• Extract
With the facts which have made history in the northwest Colonel Justus D. Willson, as he is known, is thoroughly familiar—not from a study of the annals of the country, but from actual participation in the events which have shaped its development, growth and progress. His life story, if written in detail, would give a most accurate account of the early conditions here and the changes which time and man have wrought, bringing the country up to its present state of progress and civilization. Mr. Willson was born in Norwichville, Ontario, April 5, 1852, and comes of Scotch ancestry. His grandfather was a descendant of a Scotch refugee and the great-grandfathers on both the paternal and maternal sides of the family were early settlers of Norwichville. in the maternal line he is descended from Huguenot ancestry, numbered among the early settlers of Ontario. His father, a physician, removed to Saint Mary's, Ontario, when it was a new country, becoming one of the first members of the medical profession there. lie had prepared for his chosen calling as a student in medical schools of both Toronto and New York and he rendered most valuable service to the district in which he lived.

• Problem to work on
Please carry the biographical sketch of Justus D. Willson forward from the point where it stops. The listing after this comes from a different source.

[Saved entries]

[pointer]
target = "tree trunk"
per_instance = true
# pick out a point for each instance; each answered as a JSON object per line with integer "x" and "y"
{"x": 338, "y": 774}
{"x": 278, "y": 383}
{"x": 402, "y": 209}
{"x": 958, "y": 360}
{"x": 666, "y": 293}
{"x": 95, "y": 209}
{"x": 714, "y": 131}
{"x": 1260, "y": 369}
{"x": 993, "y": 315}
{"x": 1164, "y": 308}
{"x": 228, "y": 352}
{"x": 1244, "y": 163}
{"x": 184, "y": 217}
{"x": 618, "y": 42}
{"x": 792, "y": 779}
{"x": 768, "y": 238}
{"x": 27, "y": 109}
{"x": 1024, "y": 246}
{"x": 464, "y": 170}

• Result for this task
Justus D. Willson was but a year old at the time of the removal of the family from Norwichville to Saint Mary's and there he was reared, obtaining a public school education, attending Saint Mary's grammar school, afterward known as the Collegiate Institute. When eighteen years of age he took up the reading of law, to which he devoted a year, but decided to abandon that profession, and crossed the border into the United States, remaining for a year and a half. On the expiration of that period he returned to Saint Mary's, where he managed his father's farm for two years and then in 1877 started for the west, arriving in Winnipeg, Manitoba, in the month of May.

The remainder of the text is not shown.